◆ **TASK A**
Please copy word for word the part of the letters about the court ruling that opens with the words containing "Fred Perry, Surrey" and closes with "dedicated, stressed-out professionals.".
◆ **TASK B**
Answer these questions from the letters about the court ruling:
(i) What was the vote count in the Supreme Court of B.C. ruling?
(ii) Which bill does the second letter call the culprit of today's legal battles?
(iii) To which court does the first letter say the BCTF must go next?

◆ **SELECTED TEXT**

'''

Letter writers praise and criticize the recent B.C. Supreme Court ruling on education.

‘Common sense’ ruling on teachers

Taxpayers, represented by the B.C. government, are in charge of the public purse, not the B.C. Teachers’ Federation.

The Supreme Court of B.C., in a four-to-one ruling, has come down with a common-sense ruling – that it is the taxpayers, represented by the B.C. government, who are in charge of the public purse, and not the B.C. Teachers’ Federation. That is, the BCTF does not have a unilateral constitutional right to dictate to the B.C. taxpayers what class size or class composition should be.

The next step for the BCTF is to go to the Supreme Court of Canada for a final decision. This august body of judges, has the option of hearing or not hearing this case.

Since any decision on this case would affect every classroom in Canada, and not just the classrooms in B.C., the Supreme Court of Canada will weigh their options carefully.

Meanwhile, the individual teachers in B.C. will have to make up their collective minds whether to shell out more money in legal fees for more court challenges or cut their losses. The latter would be the rational and prudent choice. The former would be herd mentality.

Fred Perry, Surrey

 

Class size and composition are what protects learning conditions

The court ruling against teachers was a dark day for unions, our children and our future as a society; we can’t be supported by an uneducated, unemployable next generation.

The B.C. Liberals’ Bill 22 is the culprit of today’s legal battles. It set a precedent. Previously negotiated language was struck out by the stroke of a pen. A generation of children have graduated from a system that has been and continues to be underfunded, held together by dedicated, stressed-out professionals.

Class size and composition are what protects teaching and learning conditions. Anyone who says otherwise is misinformed.

Can we put one nurse in charge of 20 patients and expect good care? There must be class limits in order to teach all children well. It is a disservice to a special needs child when a teacher is unable to carry out an individual education plan. If we don’t limit the number of special needs students in a class, there isn’t enough physical space for all their educational assistants.

It is undemocratic for governments to renege on collective agreements. It’s vital for teachers to fight this at the Supreme Court of Canada. I believe there is whole-hearted support from all parents, teachers and workers across Canada.

'''

◆ **INFORMATION SUPPLIED**
'''

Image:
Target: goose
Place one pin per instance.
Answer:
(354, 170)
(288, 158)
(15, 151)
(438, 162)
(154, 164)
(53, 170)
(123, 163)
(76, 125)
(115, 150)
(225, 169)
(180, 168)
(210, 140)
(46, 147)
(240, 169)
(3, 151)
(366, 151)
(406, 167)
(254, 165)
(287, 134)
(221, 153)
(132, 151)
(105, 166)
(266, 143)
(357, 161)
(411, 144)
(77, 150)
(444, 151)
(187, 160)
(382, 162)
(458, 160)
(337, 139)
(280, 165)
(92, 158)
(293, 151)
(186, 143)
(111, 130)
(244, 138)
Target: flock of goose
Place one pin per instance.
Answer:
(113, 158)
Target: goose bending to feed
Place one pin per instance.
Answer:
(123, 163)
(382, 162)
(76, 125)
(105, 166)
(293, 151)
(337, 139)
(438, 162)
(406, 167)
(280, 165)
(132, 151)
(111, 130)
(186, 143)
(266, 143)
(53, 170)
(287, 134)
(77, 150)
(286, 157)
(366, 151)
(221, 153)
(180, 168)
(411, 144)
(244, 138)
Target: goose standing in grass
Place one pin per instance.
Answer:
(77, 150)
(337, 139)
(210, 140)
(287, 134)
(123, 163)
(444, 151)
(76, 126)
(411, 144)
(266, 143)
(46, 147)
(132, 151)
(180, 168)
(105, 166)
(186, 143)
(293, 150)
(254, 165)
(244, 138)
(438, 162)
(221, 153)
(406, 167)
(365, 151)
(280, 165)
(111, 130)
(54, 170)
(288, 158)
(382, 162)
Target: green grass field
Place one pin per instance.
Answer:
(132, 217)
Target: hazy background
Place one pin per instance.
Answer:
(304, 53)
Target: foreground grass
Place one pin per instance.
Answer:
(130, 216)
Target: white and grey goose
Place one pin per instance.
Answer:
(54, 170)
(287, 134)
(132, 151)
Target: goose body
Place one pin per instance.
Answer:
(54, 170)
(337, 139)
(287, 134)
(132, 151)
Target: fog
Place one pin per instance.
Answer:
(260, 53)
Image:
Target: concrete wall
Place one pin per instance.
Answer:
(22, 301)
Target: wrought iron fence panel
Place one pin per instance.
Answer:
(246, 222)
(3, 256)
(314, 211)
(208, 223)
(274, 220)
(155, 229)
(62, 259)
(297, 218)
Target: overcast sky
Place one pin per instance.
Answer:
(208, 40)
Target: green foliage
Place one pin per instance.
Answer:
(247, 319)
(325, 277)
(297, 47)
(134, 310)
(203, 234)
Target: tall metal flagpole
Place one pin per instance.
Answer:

'''

◆ **WRITTEN ANSWER A**
Fred Perry, Surrey

 

Class size and composition are what protects learning conditions

The court ruling against teachers was a dark day for unions, our children and our future as a society; we can’t be supported by an uneducated, unemployable next generation.

The B.C. Liberals’ Bill 22 is the culprit of today’s legal battles. It set a precedent. Previously negotiated language was struck out by the stroke of a pen. A generation of children have graduated from a system that has been and continues to be underfunded, held together by dedicated, stressed-out professionals.

◆ **WRITTEN ANSWER B**
(i) Four to one.
(ii) The B.C. Liberals' Bill 22.
(iii) The Supreme Court of Canada.